Understand Hadoop Ecosystem in Depth

 Understanding in depth

Hadoop

Hadoop is an open source project of the Apache foundation. It is a framework written in Java, originally developed by Doug Cutting in 2005. It was created to support distribution for Nutch, the text search engine. Hadoop uses Google's Map Reduce and Google File System Technologies as its foundation.

Features of Hadoop

  1. It is optimized to handle massive quantities of structured, semi-structured and unstructured data using commodity hardware.
  2. It has shared nothing architecture.
  3. It replicates its data into multiple computers so that if one goes down, the data can still be processed from another machine that stores its replica.
  4. Hadoop is for high throughput rather than low latency. It is a batch operation handling massive quantities of data; therefore the response time is not immediate.
  5. It complements Online Transaction Processing and Online Analytical Processing. However, it is not a replacement for a RDBMS.
  6. It is not good when work cannot be parallelized or when there are dependencies within the data.
  7. It is not good for processing small files. It works best with huge data files and data sets.

Versions of Hadoop

There are two versions of Hadoop available :

  1. Hadoop 1.0
  2. Hadoop 2.0

Hadoop 1.0

It has two main parts :

1. Data Storage Framework

It is a general-purpose file system called Hadoop Distributed File System (HDFS).

HDFS is schema-less

It simply stores data files and these data files can be in just about any format.

The idea is to store files as close to their original form as possible.

This in turn provides the business units and the organization the much needed flexibility and agility without being overly worried by what it can implement.


Hadoop


2. Data Processing Framework

This is a simple functional programming model initially popularized by Google as MapReduce.

It essentially uses two functions: MAP and REDUCE to process data.

The "Mappers" take in a set of key-value pairs and generate intermediate data (which is another list of key-value pairs).

The "Reducers" then act on this input to produce the output data.

The two functions seemingly work in isolation with one another, thus enabling the processing to be highly distributed in highly parallel, fault-tolerance and scalable way.

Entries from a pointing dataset
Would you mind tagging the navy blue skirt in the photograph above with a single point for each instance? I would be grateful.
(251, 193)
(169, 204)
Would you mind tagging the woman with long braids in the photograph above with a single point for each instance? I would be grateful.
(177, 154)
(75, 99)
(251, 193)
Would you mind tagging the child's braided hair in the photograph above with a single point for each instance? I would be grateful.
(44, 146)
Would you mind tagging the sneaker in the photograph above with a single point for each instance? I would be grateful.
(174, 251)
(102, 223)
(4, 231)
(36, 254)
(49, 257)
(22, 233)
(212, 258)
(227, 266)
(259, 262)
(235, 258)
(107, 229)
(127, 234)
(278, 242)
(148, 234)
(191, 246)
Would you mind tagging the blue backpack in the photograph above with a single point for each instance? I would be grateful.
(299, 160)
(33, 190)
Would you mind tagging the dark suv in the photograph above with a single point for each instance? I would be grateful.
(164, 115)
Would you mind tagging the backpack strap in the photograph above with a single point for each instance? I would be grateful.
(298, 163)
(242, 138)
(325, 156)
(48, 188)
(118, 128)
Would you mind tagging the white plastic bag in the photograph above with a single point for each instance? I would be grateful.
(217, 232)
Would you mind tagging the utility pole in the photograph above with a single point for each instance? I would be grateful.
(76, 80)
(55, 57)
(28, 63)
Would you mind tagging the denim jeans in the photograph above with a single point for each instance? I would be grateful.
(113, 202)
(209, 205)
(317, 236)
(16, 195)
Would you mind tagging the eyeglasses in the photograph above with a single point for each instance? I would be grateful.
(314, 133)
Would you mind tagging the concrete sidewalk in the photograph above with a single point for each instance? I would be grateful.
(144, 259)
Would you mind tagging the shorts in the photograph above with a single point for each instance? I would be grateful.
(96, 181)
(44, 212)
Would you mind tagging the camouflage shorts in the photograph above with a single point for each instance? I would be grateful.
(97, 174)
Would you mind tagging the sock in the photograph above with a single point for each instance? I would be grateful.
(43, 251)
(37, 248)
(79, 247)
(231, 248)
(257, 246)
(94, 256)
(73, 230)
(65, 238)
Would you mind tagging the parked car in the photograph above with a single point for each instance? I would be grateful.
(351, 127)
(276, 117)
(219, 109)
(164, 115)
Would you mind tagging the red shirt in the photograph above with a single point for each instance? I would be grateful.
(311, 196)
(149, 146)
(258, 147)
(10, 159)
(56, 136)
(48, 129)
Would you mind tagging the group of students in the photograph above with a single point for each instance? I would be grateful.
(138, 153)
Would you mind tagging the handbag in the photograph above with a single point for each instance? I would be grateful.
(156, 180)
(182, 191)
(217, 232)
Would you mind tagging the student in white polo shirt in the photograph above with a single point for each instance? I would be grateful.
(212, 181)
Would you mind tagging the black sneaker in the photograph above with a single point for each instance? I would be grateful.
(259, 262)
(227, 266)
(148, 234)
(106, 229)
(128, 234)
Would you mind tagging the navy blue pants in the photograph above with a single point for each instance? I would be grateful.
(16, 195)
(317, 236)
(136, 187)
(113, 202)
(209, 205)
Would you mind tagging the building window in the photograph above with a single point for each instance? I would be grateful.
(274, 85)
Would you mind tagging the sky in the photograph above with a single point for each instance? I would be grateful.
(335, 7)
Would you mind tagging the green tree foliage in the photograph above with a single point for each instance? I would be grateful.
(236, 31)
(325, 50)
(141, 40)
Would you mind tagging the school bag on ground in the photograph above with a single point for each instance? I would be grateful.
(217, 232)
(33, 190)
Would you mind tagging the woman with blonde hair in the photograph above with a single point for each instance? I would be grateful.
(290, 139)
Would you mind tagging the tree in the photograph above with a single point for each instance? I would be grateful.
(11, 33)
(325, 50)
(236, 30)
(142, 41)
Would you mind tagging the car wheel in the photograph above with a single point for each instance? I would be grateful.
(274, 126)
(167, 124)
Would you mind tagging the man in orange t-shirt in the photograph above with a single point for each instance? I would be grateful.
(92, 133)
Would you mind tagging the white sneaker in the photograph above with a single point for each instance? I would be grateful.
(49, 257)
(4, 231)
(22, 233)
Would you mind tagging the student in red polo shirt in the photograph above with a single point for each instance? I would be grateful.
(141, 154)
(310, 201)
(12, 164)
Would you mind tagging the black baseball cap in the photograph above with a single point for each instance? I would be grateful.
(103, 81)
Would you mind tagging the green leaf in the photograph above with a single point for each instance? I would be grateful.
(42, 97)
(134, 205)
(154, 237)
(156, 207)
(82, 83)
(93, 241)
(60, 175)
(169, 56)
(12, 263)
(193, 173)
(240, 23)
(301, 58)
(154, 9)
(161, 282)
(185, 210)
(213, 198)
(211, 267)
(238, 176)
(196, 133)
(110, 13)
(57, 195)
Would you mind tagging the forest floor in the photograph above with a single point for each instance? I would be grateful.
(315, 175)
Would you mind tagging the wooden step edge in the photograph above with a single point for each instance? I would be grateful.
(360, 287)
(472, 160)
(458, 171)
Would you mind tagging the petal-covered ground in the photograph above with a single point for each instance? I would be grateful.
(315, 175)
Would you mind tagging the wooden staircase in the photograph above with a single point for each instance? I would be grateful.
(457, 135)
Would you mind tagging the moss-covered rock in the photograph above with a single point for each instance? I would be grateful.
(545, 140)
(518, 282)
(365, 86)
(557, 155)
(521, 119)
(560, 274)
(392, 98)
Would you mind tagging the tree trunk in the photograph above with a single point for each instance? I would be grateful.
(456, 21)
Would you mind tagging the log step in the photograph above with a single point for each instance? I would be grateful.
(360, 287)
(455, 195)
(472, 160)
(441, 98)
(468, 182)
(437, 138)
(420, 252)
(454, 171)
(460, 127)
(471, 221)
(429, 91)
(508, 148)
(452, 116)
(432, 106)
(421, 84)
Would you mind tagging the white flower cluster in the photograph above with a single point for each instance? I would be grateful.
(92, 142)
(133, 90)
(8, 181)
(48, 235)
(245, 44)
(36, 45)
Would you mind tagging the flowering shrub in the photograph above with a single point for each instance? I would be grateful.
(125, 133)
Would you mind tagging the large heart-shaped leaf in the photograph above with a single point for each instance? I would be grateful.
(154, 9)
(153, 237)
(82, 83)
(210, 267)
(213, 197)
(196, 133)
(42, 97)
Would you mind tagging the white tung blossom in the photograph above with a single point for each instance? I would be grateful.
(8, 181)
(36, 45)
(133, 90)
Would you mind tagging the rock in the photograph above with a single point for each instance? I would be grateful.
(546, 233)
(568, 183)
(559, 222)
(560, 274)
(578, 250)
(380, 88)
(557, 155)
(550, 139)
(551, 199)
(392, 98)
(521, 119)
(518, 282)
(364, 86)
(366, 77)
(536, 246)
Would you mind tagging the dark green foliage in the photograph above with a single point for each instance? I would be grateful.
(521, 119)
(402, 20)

§ Stated problem
Reproduce the full Hadoop overview from above, word for word, from the title to the final sentence.

§ Task output
Understand Hadoop Ecosystem in Depth

 Understanding in depth

Hadoop

Hadoop is an open source project of the Apache foundation. It is a framework written in Java, originally developed by Doug Cutting in 2005. It was created to support distribution for Nutch, the text search engine. Hadoop uses Google's Map Reduce and Google File System Technologies as its foundation.

Features of Hadoop

  1. It is optimized to handle massive quantities of structured, semi-structured and unstructured data using commodity hardware.
  2. It has shared nothing architecture.
  3. It replicates its data into multiple computers so that if one goes down, the data can still be processed from another machine that stores its replica.
  4. Hadoop is for high throughput rather than low latency. It is a batch operation handling massive quantities of data; therefore the response time is not immediate.
  5. It complements Online Transaction Processing and Online Analytical Processing. However, it is not a replacement for a RDBMS.
  6. It is not good when work cannot be parallelized or when there are dependencies within the data.
  7. It is not good for processing small files. It works best with huge data files and data sets.

Versions of Hadoop

There are two versions of Hadoop available :

  1. Hadoop 1.0
  2. Hadoop 2.0

Hadoop 1.0

It has two main parts :

1. Data Storage Framework

It is a general-purpose file system called Hadoop Distributed File System (HDFS).

HDFS is schema-less

It simply stores data files and these data files can be in just about any format.

The idea is to store files as close to their original form as possible.

This in turn provides the business units and the organization the much needed flexibility and agility without being overly worried by what it can implement.


Hadoop


2. Data Processing Framework

This is a simple functional programming model initially popularized by Google as MapReduce.

It essentially uses two functions: MAP and REDUCE to process data.

The "Mappers" take in a set of key-value pairs and generate intermediate data (which is another list of key-value pairs).

The "Reducers" then act on this input to produce the output data.

The two functions seemingly work in isolation with one another, thus enabling the processing to be highly distributed in highly parallel, fault-tolerance and scalable way.